Esercizi >>
• a. Rispondi a queste domande sull'articolo dedicato allo spettacolo In fondo agli occhi:
(i) Chi interpreta Tiresia?
(ii) In quale teatro è andato in scena lo spettacolo?
(iii) Quale riconoscimento ha ottenuto l'attore protagonista?
• b. Prosegui l'articolo sullo spettacolo In fondo agli occhi a partire dall'ultima frase riportata.

Brano da leggere >>
“In fondo agli occhi”: Tiresia racconta la cecità fisica e morale
Un inedito e moderno Tiresia, sul bancone di un bar qualunque in Italia, grida con scanzonata ironia i pregiudizi sui ciechi e i mali che affliggono il suo paese, o meglio, i suoi abitanti, molti dei quali troppo spesso si abbandonano a un vuoto lamento. A interpretarlo è Gianfranco Berardi, insignito del Premio Ubu 2018 come miglior attore, che insieme alla socia Gabriella Casolari, ha ideato In fondo agli occhi, spettacolo messo in scena ieri sera al Teatro Foce di Lugano, e che si inserisce all’interno delle iniziative proposte da Orme, il Festival internazionale di arti inclusive della Svizzera italiana.

Estratto dei record >>
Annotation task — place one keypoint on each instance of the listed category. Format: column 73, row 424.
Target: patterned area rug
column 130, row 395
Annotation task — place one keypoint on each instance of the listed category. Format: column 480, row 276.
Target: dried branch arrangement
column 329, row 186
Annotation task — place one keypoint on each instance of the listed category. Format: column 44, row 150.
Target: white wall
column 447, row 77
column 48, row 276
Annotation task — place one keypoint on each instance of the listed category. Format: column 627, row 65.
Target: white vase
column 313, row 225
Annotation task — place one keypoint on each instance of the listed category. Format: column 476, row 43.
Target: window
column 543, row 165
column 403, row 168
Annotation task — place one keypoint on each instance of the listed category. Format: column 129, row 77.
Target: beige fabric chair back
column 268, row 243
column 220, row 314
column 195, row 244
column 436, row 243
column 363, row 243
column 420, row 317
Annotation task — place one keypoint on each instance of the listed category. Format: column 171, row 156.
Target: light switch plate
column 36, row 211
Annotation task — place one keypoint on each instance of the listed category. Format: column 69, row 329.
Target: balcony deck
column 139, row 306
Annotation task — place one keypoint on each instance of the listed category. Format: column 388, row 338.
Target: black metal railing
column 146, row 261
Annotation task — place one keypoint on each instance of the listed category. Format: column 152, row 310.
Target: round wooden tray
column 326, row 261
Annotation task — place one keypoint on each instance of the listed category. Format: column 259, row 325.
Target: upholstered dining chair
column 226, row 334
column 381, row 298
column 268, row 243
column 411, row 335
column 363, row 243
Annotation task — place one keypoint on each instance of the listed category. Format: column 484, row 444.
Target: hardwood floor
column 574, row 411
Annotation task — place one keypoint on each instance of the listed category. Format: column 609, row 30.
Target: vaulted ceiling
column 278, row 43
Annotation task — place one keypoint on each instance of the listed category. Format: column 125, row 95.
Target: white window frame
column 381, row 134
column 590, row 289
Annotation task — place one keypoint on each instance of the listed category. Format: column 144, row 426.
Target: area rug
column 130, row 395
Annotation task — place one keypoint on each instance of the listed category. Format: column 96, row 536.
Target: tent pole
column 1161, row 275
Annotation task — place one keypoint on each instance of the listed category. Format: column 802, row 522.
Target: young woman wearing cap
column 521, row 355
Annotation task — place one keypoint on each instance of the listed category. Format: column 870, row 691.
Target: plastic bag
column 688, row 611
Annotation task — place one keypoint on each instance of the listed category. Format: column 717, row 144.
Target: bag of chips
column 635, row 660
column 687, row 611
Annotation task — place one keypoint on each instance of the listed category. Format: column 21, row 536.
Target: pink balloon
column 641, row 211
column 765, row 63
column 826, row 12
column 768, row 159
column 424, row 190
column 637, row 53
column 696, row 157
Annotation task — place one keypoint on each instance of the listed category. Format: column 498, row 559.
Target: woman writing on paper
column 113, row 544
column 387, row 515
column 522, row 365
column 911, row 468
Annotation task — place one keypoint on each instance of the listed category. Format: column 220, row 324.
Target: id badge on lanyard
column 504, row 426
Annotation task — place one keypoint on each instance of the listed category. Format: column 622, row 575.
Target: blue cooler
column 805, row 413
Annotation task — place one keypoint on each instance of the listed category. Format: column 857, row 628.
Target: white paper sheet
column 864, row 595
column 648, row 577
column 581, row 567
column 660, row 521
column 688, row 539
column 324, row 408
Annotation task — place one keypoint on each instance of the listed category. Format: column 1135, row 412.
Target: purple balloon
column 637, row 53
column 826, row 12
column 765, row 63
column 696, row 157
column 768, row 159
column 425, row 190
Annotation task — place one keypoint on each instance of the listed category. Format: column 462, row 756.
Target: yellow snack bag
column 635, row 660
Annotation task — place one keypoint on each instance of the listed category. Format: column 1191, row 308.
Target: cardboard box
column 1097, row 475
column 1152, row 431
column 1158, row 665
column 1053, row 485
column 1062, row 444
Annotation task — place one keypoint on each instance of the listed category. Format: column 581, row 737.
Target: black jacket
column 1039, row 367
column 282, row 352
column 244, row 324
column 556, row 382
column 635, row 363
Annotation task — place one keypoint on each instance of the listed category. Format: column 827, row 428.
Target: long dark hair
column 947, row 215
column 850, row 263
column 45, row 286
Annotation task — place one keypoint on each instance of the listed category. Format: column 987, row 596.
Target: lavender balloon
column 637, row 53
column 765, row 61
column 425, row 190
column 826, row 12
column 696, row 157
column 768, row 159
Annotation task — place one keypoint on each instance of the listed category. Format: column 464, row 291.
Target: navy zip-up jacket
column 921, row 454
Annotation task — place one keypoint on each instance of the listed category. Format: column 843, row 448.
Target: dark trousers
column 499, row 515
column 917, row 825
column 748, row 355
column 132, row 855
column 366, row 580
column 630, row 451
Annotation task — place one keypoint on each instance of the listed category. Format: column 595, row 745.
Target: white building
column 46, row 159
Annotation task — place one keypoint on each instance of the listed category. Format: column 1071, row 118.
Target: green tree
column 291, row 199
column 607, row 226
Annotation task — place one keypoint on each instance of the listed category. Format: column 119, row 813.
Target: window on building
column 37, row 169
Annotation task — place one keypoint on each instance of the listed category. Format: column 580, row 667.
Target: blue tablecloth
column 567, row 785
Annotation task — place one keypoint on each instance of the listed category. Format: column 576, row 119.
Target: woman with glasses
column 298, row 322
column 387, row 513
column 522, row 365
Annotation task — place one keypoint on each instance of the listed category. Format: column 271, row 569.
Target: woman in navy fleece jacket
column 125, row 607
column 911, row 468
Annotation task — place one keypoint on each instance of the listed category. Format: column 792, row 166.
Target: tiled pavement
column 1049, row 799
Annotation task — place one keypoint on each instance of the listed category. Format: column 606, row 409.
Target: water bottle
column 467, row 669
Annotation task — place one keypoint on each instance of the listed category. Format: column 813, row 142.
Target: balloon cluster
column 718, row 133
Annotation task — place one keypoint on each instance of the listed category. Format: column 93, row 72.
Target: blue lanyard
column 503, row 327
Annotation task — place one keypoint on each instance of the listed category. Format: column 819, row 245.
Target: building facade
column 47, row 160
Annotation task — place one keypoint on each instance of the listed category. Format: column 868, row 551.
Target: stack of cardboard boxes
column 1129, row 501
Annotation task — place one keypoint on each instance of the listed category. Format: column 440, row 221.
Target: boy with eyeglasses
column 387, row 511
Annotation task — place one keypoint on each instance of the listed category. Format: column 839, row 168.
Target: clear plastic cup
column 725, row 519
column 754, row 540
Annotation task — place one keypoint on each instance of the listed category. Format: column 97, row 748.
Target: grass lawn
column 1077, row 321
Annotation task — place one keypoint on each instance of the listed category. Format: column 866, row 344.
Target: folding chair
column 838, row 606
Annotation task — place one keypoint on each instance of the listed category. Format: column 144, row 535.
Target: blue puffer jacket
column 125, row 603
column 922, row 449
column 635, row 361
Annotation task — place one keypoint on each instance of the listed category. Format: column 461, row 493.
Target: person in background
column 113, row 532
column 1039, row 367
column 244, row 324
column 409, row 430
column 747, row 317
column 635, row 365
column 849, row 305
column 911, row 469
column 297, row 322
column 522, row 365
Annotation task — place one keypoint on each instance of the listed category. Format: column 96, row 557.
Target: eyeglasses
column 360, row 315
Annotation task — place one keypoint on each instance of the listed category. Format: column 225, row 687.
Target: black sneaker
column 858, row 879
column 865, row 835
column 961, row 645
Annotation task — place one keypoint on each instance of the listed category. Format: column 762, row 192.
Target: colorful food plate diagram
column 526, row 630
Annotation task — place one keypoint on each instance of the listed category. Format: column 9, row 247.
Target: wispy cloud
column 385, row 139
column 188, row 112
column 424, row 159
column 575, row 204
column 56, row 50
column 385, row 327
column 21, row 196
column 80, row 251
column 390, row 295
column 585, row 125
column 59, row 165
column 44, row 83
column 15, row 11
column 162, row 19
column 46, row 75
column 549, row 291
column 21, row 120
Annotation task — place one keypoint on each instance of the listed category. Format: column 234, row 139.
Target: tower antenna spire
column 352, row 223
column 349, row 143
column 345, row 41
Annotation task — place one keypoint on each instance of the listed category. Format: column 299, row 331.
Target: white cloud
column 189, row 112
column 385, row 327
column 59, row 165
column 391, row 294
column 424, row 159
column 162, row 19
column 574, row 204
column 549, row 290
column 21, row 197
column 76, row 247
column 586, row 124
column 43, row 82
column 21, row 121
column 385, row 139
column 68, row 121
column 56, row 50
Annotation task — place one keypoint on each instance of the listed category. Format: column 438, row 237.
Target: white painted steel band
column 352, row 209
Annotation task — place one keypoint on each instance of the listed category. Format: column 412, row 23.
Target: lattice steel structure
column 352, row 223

Risposte scritte >>
• a.
(i) Gianfranco Berardi.
(ii) Al Teatro Foce di Lugano.
(iii) Il Premio Ubu 2018 come miglior attore.

• b.
Sorprende la capacità di Berardi, cieco dall’età di 18 anni, di dominare il palcoscenico, sul quale si muove molto spontaneamente, catalizzando l’attenzione degli spettatori. A confrontarsi con Tiresia è Italia, una donna delusa dalla vita che, dopo la separazione dal marito, è divenuta la sua amante. Impersonata da Gabriella Casolari, è la co-titolare del “Bar Italia”, ormai non più frequentatissimo, ma dove in passato si riunivano le più diverse e bizzarre persone, come l’ubriaco del paese, la più bella della classe e il ricco imprenditore in perenne debito.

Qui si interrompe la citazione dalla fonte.